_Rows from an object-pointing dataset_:
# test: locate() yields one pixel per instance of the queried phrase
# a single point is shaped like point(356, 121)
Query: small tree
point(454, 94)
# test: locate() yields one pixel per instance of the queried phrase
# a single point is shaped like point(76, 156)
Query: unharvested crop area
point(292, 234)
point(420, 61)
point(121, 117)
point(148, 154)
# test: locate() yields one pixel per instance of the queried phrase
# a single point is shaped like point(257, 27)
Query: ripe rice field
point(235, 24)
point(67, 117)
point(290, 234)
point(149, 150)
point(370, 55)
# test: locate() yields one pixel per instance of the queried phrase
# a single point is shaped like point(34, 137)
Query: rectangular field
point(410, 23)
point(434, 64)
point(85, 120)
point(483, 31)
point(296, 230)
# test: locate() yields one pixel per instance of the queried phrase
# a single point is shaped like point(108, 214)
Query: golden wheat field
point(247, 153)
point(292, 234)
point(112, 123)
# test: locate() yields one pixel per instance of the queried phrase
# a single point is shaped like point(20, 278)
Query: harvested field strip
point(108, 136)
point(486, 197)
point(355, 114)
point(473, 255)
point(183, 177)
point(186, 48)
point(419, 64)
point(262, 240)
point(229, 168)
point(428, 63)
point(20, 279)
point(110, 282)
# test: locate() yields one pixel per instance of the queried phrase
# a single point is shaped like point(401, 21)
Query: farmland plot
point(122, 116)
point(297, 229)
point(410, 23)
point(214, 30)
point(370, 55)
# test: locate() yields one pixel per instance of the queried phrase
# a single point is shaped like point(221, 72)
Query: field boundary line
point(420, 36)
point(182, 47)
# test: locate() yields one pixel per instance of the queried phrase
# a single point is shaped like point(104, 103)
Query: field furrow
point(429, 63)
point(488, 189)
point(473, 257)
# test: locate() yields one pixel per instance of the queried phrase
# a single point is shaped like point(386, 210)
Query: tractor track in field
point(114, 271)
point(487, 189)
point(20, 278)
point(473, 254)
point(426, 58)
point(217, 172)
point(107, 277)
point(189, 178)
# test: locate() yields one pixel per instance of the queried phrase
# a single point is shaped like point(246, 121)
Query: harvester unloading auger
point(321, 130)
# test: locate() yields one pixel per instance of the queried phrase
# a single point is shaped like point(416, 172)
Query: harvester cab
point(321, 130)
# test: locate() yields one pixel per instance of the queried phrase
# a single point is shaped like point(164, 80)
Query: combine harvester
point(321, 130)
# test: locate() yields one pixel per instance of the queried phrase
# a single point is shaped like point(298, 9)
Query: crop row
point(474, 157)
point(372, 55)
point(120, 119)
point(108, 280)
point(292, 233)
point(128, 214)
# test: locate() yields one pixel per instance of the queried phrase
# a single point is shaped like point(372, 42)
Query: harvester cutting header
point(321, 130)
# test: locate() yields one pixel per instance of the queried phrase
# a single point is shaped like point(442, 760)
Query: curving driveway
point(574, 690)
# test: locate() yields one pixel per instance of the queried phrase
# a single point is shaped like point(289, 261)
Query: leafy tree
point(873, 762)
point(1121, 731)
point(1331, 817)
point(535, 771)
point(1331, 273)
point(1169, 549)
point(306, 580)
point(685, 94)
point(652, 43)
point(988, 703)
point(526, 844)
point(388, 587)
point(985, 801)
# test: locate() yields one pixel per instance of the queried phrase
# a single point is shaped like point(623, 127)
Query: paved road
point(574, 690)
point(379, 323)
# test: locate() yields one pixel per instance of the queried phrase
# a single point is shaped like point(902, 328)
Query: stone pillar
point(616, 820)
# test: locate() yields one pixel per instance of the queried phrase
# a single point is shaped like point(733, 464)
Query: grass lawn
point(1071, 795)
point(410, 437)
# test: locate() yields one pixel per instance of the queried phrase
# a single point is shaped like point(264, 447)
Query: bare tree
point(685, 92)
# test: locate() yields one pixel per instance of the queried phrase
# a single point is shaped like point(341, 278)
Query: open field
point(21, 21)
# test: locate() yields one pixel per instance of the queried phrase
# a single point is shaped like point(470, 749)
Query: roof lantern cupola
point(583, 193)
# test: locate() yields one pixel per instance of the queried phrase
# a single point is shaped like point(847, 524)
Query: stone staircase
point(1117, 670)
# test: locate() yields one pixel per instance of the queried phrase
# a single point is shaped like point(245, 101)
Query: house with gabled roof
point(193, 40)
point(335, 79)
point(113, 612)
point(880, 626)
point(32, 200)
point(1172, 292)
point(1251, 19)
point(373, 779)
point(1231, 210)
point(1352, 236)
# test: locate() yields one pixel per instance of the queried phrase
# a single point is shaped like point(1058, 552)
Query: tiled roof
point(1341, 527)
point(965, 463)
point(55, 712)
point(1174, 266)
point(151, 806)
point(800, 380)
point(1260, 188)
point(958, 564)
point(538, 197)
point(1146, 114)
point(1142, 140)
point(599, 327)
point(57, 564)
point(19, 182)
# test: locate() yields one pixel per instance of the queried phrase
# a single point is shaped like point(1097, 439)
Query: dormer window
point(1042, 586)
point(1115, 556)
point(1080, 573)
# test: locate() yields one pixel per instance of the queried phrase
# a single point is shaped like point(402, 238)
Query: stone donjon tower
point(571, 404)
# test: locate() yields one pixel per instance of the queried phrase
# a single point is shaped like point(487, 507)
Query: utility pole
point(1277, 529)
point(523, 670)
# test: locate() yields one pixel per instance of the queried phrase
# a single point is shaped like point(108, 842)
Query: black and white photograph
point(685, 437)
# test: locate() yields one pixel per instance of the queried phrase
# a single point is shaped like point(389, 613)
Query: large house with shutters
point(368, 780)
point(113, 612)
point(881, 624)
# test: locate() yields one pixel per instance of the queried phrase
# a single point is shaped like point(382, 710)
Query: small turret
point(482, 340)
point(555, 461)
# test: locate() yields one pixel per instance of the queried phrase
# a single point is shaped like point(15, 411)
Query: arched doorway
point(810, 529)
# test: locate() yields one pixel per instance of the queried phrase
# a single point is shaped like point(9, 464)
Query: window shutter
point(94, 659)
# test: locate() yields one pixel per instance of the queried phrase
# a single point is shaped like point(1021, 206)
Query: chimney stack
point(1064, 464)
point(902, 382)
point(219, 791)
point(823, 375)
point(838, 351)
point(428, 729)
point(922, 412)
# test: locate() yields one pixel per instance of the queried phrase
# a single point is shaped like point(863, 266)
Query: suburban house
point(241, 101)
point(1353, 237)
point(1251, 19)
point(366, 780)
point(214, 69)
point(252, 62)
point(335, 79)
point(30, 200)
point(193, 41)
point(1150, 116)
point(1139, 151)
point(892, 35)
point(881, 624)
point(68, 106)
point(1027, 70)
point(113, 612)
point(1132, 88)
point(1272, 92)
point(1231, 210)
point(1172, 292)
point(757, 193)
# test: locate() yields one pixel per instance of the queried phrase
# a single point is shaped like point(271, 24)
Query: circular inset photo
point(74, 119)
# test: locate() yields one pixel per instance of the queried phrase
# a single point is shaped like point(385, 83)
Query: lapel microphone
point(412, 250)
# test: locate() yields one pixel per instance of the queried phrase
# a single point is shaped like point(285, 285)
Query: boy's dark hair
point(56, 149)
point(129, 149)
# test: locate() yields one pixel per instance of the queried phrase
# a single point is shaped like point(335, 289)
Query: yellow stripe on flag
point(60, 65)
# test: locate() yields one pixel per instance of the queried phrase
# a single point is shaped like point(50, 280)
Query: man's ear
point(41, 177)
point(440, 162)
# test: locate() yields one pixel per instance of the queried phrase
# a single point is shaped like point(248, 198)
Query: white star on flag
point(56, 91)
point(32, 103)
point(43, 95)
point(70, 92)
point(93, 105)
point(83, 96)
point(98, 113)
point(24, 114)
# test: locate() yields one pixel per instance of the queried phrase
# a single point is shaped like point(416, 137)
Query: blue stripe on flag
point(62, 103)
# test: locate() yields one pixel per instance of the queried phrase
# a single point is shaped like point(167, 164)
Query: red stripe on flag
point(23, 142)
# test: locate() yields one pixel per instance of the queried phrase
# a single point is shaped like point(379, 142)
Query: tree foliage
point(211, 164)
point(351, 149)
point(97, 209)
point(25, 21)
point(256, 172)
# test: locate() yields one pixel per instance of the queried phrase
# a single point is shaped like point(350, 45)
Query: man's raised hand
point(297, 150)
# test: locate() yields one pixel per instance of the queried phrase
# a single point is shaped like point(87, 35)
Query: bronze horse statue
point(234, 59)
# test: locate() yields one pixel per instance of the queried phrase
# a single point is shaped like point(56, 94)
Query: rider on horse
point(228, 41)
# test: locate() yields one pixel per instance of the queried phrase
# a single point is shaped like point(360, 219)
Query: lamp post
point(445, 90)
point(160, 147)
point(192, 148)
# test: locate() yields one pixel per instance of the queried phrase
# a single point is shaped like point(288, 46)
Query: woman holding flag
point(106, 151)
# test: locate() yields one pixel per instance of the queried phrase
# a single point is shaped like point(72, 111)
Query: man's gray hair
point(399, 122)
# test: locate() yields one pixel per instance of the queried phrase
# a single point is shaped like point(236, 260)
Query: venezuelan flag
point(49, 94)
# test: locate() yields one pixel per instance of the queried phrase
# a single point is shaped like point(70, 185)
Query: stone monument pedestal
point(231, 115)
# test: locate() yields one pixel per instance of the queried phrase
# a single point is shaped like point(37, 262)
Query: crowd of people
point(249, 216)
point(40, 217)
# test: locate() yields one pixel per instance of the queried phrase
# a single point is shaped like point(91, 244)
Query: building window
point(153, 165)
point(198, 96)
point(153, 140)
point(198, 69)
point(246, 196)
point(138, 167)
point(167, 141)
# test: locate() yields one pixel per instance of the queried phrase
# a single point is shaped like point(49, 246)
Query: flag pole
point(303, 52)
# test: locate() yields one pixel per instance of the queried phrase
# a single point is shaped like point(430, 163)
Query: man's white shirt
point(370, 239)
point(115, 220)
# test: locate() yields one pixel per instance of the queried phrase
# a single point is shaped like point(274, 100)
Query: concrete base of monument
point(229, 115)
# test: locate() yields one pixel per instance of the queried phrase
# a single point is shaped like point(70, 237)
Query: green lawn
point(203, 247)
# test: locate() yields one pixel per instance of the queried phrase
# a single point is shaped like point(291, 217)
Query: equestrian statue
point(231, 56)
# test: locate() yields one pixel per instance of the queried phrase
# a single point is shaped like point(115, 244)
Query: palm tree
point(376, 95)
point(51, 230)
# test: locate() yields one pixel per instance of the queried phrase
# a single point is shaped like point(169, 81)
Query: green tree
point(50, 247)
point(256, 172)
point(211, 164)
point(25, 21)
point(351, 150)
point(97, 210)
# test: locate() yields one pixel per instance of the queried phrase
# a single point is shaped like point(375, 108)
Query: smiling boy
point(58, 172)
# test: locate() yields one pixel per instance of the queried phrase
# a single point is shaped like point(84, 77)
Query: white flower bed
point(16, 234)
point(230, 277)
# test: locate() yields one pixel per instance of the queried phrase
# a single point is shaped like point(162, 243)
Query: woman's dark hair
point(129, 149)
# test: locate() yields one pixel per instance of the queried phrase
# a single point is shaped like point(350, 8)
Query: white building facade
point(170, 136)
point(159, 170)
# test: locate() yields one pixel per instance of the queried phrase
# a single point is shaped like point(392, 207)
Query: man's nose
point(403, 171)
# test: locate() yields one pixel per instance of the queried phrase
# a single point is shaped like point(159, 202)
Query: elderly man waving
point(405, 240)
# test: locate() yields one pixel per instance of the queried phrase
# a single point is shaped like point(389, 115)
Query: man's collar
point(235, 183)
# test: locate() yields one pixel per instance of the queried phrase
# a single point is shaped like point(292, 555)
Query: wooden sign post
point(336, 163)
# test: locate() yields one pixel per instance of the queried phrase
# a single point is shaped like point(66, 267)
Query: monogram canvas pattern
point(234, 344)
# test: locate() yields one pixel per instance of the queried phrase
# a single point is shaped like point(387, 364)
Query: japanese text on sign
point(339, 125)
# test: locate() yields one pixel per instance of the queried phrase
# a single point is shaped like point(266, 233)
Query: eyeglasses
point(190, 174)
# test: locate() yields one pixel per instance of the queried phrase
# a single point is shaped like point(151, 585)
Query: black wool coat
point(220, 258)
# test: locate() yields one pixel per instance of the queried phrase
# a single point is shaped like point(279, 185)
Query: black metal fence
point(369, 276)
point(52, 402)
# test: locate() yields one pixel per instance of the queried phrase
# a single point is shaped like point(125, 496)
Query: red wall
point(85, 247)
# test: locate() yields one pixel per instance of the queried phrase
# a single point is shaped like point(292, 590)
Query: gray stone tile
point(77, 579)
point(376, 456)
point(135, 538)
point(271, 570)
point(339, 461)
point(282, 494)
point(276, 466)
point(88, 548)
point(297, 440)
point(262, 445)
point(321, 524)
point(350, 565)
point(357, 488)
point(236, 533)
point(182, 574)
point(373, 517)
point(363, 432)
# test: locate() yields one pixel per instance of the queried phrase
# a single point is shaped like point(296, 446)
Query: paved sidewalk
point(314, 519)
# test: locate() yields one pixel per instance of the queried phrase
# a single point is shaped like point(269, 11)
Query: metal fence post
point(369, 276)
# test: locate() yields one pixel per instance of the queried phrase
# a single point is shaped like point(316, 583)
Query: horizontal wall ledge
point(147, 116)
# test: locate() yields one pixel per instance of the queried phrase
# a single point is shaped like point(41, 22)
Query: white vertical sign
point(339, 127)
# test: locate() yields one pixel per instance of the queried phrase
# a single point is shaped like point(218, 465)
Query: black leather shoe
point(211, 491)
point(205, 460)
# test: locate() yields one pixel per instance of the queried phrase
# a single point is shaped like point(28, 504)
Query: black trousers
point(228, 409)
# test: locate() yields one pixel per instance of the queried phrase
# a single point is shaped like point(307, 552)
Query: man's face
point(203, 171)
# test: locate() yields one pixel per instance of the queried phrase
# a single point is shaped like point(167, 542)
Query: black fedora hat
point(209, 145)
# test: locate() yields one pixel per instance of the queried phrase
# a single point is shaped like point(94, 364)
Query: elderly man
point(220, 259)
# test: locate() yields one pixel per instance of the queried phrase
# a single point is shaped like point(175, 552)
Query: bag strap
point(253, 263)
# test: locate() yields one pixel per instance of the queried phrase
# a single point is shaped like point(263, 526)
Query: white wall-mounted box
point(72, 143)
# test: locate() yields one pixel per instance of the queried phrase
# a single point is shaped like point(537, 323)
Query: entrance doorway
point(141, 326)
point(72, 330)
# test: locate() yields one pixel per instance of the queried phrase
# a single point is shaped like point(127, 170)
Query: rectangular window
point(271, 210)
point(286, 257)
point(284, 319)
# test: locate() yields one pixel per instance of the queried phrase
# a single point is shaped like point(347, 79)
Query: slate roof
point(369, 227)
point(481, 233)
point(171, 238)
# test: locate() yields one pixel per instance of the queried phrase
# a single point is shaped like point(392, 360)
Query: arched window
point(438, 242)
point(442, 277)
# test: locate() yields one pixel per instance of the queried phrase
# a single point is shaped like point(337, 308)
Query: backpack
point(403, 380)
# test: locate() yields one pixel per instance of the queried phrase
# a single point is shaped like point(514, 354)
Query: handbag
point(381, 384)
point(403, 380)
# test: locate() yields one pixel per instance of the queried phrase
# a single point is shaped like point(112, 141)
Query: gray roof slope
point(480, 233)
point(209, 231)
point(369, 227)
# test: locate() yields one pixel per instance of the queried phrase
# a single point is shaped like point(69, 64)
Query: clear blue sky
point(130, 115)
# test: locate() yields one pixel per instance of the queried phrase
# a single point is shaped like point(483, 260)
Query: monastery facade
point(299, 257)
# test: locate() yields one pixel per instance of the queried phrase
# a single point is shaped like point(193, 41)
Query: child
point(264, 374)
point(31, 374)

_Task details_: Copy the listing verbatim, starting at its first line and ending at the line that contains "point(148, 154)", with both of those lines included.

_Expected answer_:
# test: locate() yields one pixel per instance of the queried phrase
# a single point is shaped like point(356, 121)
Query: small tree
point(454, 94)
# test: locate() yields one pixel per instance of the queried phrase
# a single point is shaped like point(76, 156)
Query: unharvested crop area
point(292, 234)
point(420, 61)
point(121, 117)
point(148, 154)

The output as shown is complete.